[START Information supplied]

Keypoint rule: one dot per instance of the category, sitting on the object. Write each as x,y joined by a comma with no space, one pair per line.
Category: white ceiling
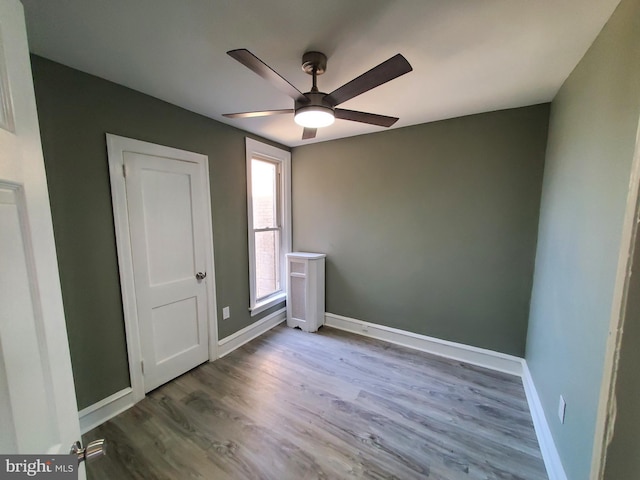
468,56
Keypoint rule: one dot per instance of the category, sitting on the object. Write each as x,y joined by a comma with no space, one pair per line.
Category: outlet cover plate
562,408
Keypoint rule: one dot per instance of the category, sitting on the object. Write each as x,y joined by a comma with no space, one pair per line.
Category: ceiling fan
316,109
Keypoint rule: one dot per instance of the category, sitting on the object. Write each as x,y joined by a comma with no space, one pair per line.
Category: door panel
38,407
168,241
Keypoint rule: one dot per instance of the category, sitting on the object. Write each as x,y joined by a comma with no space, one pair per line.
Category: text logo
51,467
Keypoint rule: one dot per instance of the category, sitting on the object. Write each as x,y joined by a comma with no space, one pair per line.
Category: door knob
95,449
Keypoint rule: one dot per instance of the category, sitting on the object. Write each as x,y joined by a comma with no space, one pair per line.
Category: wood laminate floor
330,405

[END Information supplied]

» Given instruction:
Reproduce every entry word for word, but skip any pictures.

» Finished exercise:
Keypoint rule: one dot per instance of the category, sitting on the object. Write each as x,y joined by a comma with no space, one pair per line.
Category: white ceiling
468,56
Keypoint rule: one dot per instance of the category, sitting on the object. Write each as x,y joined by a comma with no space, one pair per line.
Category: outlet cover plate
562,408
Keypoint rule: one dot per instance of the category, sitting on the object. Write each as x,y joined by a comma with no space, one pair per line.
Category: ceiling fan
316,109
Keypoint rule: one dot per instance of the category, sitting on the object. Write each as x,y joined by a comma with no space, one pair per line.
Category: door panel
38,407
168,241
Keypoint rule: one dot per instance of the category, sitting on the object. Write each as x,y joined by a comma with no space, one pair per line.
Category: text logo
51,467
Keypoint rule: one dot per instance of the category, sitting on the object. Write each as x,y joined by a comma with no space, one pair per line.
Category: door knob
95,449
Keypoint rule: one dot per instance of the category, sitting on the object. Write each as x,y joined by a comma with no space, one pair per line.
Category: wood laminate floor
330,405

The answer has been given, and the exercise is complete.